### WRITTEN PROBLEM:
Please copy the movie reviews from "Absolutely awful. Rent" to "the international community.", switching "dreck" to "junk".

### TEXT SECTION:
— Start —
April 30, 2010, - 7:34 pm
Nothing that spectacular at the movies, but at least there’s finally something that’s relatively, slightly pro-Israel.
* “A Nightmare on Elm Street“: Some movies should never get remade, and this horror movie is one of them. The 1984 Wes Craven original was fine, it was campy, and it even had Johnny Depp swallowed up by a bed. The new one is not only not an improvement on the old one, but it’s a bloody, four-letter-word filled, sadistic waste of time. It isn’t funny or humorous, not campy, and not scary at all. You know exactly what’s going to happen pretty much the whole time. It’s that predictable. Not to mention stupid.
Plus, it stars David Cassidy’s daughter, Katie, the pretty girl who creepy daddy dearest said he would enjoy watching in a lesbian scene. Fortunately, he doesn’t have that luck here. It’s the same story as the original, but it stars the far substandard Jackie Earle Haley as “Freddy Krueger,” in place of actor Robert Englund. High school friends begin being haunted in their dreams with nightmares starring a creepy burn victim. Soon, some of them die, and others who learn of this desperately try to stay awake so that the burn victim, Freddy Krueger, doesn’t kill them. If you die in your nightmares at the hands of Freddy, you’re dead in real life. Why is Freddy haunting them? Too gratuitously violent and pointlessly graphic, not to mention stupid, for me to care.
Absolutely awful. Rent the original, instead.
* “The Little Traitor“: This Israeli-produced film is unique in one aspect among several others. It’s actually relatively pro-Israel, compared to the dreck that’s usually produced by far-left Israeli filmmakers and funded by the Israeli government so HAMAS and Bin Laden don’t have to. The movie is mostly in English with a few Hebrew parts containing subtitles. It features classic actor, Theodore Bikel, in a small role.
“Relative” is the operant word here. The movie is based on a novel by Israeli leftist, Amos Oz. It follows a young boy (well acted by cute, young Israeli, Ido Port) and his Holocaust-survivor Polish immigrant family in pre-Israel Palestine, just before the Jewish State becomes a reality and officially recognized by the international community.
— End —
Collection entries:
— Start —
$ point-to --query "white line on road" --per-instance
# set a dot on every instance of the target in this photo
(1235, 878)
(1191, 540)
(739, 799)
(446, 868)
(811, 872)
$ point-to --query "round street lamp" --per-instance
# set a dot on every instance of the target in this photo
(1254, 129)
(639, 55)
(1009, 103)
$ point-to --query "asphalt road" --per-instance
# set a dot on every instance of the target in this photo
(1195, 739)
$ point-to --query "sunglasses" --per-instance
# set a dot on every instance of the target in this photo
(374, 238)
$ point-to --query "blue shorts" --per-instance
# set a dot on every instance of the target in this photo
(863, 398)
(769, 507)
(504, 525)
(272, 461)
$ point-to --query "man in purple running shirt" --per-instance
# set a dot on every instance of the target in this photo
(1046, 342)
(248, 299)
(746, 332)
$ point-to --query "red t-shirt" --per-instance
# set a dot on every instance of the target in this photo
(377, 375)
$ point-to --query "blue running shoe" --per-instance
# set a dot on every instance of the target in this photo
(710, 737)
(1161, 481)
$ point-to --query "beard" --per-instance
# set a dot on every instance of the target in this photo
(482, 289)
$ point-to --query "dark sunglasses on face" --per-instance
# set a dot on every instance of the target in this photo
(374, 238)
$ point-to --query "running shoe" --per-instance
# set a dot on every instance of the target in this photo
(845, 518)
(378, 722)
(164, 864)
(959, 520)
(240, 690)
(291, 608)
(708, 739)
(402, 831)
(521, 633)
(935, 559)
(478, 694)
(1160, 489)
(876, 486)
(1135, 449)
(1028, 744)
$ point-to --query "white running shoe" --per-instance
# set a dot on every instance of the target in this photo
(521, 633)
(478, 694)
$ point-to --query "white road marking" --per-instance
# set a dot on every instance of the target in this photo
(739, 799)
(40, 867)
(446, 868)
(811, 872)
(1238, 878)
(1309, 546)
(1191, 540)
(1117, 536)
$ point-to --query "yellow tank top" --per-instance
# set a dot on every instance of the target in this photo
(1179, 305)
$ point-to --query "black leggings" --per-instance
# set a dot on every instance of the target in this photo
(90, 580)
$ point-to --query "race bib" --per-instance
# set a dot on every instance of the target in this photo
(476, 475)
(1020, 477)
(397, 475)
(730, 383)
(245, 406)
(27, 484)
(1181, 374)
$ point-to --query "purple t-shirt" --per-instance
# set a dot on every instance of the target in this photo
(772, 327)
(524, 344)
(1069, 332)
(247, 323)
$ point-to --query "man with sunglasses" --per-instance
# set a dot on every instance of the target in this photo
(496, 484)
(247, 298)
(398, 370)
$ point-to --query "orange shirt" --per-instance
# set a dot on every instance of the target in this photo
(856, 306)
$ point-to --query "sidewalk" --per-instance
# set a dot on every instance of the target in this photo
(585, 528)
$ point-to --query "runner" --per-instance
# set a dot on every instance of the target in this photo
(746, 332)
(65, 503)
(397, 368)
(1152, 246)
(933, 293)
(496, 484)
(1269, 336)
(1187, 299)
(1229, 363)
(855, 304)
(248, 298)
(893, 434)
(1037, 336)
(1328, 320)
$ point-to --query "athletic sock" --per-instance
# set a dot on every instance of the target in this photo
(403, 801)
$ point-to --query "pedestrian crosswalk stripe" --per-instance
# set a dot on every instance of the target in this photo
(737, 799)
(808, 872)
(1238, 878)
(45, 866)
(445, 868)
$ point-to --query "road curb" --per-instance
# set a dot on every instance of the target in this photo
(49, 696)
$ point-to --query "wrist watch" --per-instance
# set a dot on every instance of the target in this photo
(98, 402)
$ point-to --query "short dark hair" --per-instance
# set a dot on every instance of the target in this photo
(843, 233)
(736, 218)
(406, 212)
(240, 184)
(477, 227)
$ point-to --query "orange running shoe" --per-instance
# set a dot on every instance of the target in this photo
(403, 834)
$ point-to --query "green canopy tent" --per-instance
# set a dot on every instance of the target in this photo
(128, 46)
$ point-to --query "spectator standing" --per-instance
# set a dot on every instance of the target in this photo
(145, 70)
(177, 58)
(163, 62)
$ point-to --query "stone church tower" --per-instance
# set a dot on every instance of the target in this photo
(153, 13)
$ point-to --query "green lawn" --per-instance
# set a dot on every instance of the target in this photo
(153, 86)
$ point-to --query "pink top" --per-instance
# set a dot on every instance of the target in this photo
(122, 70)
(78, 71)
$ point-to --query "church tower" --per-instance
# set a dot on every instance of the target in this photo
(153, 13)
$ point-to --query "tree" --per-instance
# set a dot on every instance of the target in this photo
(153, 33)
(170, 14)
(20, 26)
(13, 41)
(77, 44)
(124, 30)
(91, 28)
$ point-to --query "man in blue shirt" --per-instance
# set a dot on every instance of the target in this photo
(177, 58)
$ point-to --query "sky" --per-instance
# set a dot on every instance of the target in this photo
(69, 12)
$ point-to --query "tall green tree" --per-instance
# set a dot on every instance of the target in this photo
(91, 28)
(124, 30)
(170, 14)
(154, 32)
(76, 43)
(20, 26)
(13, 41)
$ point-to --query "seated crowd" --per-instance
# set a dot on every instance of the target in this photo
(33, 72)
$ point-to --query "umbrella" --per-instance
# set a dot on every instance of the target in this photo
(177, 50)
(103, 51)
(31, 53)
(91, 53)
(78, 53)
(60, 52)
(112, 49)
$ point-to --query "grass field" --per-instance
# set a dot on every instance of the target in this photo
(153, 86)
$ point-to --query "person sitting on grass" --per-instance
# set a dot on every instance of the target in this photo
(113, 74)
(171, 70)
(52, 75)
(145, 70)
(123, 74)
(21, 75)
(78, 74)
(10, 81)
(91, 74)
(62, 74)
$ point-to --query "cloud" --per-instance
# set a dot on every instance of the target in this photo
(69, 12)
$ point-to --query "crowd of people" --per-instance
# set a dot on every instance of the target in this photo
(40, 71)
— End —
### THE OUTPUT:
Absolutely awful. Rent the original, instead.
* “The Little Traitor“: This Israeli-produced film is unique in one aspect among several others. It’s actually relatively pro-Israel, compared to the junk that’s usually produced by far-left Israeli filmmakers and funded by the Israeli government so HAMAS and Bin Laden don’t have to. The movie is mostly in English with a few Hebrew parts containing subtitles. It features classic actor, Theodore Bikel, in a small role.
“Relative” is the operant word here. The movie is based on a novel by Israeli leftist, Amos Oz. It follows a young boy (well acted by cute, young Israeli, Ido Port) and his Holocaust-survivor Polish immigrant family in pre-Israel Palestine, just before the Jewish State becomes a reality and officially recognized by the international community.